— Selected passage —

It is recommended to test the microphone, speech recognition module, and speech synthesizer. To do this, run the code below. Click **Start Recording** button, speak, then finish by clicking **Stop Recording**. When running for the first time, allow the browser access to the microphone and run the code again.

In [None]:
from IPython.display import Javascript, Audio, display
from google.colab.output import eval_js

# A simple Javascript code that will allow recording a signal from the microphone and encoding it into a text format.
js = Javascript('''async function recordAudio() {
    const div = document.createElement('div');
    const strtButton = document.createElement('button');
    const stopButton = document.createElement('button');

    strtButton.textContent = 'Start Recording';
    stopButton.textContent = 'Stop Recording';

    document.body.appendChild(div);
    div.appendChild(strtButton);

    const stream = await navigator.mediaDevices.getUserMedia({audio:true});
    let recorder = new MediaRecorder(stream);

    await new Promise((resolve) => strtButton.onclick = resolve);
    strtButton.replaceWith(stopButton);
    recorder.start();

    await new Promise((resolve) => stopButton.onclick = resolve);
    recorder.stop();
    let recData = await new Promise((resolve) => recorder.ondataavailable = resolve);
    let arrBuff = await recData.data.arrayBuffer();
    stream.getAudioTracks()[0].stop();
    div.remove();

    let binaryString = '';
    let bytes = new Uint8Array(arrBuff);
    bytes.forEach((byte) => { binaryString += String.fromCharCode(byte) });

    const url = URL.createObjectURL(recData.data);
    const player = document.createElement('audio');
    player.controls = true;
    player.src = url;
    document.body.appendChild(player);

    return btoa(binaryString);
}
''')

# Decoding the text format into a standard wave binary format.
def get_audio(data):
    if data is not None:
        try:
            binary = b64decode(data)
        except:
            print("Probably microphone is not allowed.")
        finally:
            process = (ffmpeg
            .input('pipe:0')
            .output('-', format='s16le', acodec='pcm_s16le', ac=1, ar='16k')
            .run_async(pipe_stdin=True, pipe_stdout=True, pipe_stderr=True, quiet=True, overwrite_output=True)
            )
            output, err = process.communicate(input=binary)
            return output

# Converting spoken audio into written text.
def transcribe(data):
    audio = get_audio(data)
    if audio is not None:
        speech_recognizer.AcceptWaveform(audio)
        result = json.loads(speech_recognizer.FinalResult())
        recognized_text = result['text']
        if recognized_text:
            recognized_text = recognized_text.capitalize() + "."

        return recognized_text
    else:
        return ""


display(js)
obj = eval_js('recordAudio({})')
transcription = transcribe(obj)

print(f"Recognized speech: {transcription}")

for audio_chunk in voice_model.synthesize(transcription):
    display(Audio(audio_chunk.audio_int16_array, autoplay=True, rate=audio_chunk.sample_rate))

### Chat Application

In [9]:
class LLMChatApp:
    """Main application class for the voice-enabled LLM chat."""
    def __init__(self, llm_model, tokenizer, voice_model, speech_recognizer):
        """Initializes the LLMChatApp with required models and components."""
        self.output_lock = threading.Lock()
        # Output widget to display messages and recognized text
        self.app_output_widget = widgets.Output()

        # Preparing application's backend
        self.app = VoiceLLMChatBackend(llm_model, tokenizer, voice_model, speech_recognizer)
        # Initialization of LLM model parameters.

— About this task —
Carry the voice-chat notebook code above forward from its final comment about initializing the LLM model parameters.

— Information —
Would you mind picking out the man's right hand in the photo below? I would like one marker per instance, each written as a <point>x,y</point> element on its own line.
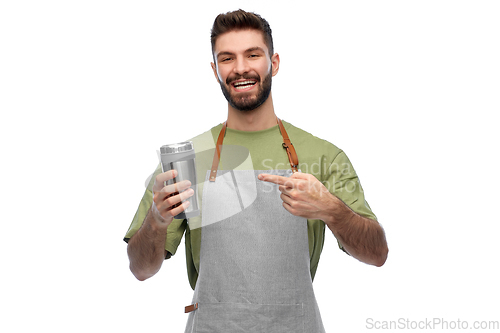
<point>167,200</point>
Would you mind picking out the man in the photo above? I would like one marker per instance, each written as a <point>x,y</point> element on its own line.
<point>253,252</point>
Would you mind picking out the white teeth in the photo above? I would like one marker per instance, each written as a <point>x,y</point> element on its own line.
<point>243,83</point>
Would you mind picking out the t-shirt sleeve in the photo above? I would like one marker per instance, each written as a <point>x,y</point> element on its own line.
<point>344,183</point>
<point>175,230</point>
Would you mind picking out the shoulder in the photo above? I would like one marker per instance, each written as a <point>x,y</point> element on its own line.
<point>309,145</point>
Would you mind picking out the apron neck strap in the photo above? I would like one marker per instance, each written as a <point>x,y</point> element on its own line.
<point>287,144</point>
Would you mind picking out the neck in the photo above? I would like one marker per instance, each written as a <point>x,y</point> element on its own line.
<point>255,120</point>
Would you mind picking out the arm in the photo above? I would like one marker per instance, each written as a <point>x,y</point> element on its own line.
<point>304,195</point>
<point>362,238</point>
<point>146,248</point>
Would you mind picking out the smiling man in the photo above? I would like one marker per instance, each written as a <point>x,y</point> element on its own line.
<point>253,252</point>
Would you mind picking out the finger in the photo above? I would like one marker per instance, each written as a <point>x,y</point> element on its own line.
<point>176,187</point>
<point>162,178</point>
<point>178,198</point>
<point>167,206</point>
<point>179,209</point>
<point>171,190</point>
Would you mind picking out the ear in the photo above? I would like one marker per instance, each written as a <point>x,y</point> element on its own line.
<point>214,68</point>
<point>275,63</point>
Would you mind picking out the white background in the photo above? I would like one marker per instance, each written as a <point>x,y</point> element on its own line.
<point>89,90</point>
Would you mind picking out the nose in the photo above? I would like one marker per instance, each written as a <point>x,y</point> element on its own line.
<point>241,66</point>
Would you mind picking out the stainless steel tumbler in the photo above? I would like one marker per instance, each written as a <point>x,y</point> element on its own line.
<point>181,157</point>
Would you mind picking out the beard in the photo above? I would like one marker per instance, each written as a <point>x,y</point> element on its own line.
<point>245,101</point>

— Task output —
        self.app.set_model_parameters(llm_model_temperature, llm_model_max_tokens, llm_model_top_k, llm_model_top_p, locale="en")
        self.app.set_system_message(llm_model_system_message)

        # # If the application does not appear to function as intended, enable this flag.
        # self.app.should_print_logs = True

        self.initialized = self.app.initialized

    def new_chat(self):
        """Starts a new chat session."""
        self.app.start_new_chat()
        return IPython.display.JSON({"response": "new chat created"})

    def send_prompt(self, prompt):
        """Sends a user prompt to the LLM."""
        self.app.send_prompt(prompt)
        return IPython.display.JSON({"response": "New prompt sent"})

    def fetch_data(self):
        """Fetches completed data chunks from the LLM chat backend."""
        try:
            data = self.app.get_completed_data_chunk()
            if data is not None:
                display_sentence, encoded_audio = data
                result = {
                    "resp": display_sentence,
                    "finish": "false"
                }
                if encoded_audio != "":
                    result["audio"] = encoded_audio

                return IPython.display.JSON(
                                result
                        )
            else:
                return IPython.display.JSON(
                {"resp": "", "finish": "true", "context": str(self.app.get_context_load())}
            )
        except Exception as e:
            print(f"Error in  fetch_data: {e}")

    def interrupt_response(self):
        """Interrupts the LLM's response generation."""
        self.app.interrupt_response()
        while self.app.is_model_working:
            time.sleep(0.1)
        response = self.app.get_last_response()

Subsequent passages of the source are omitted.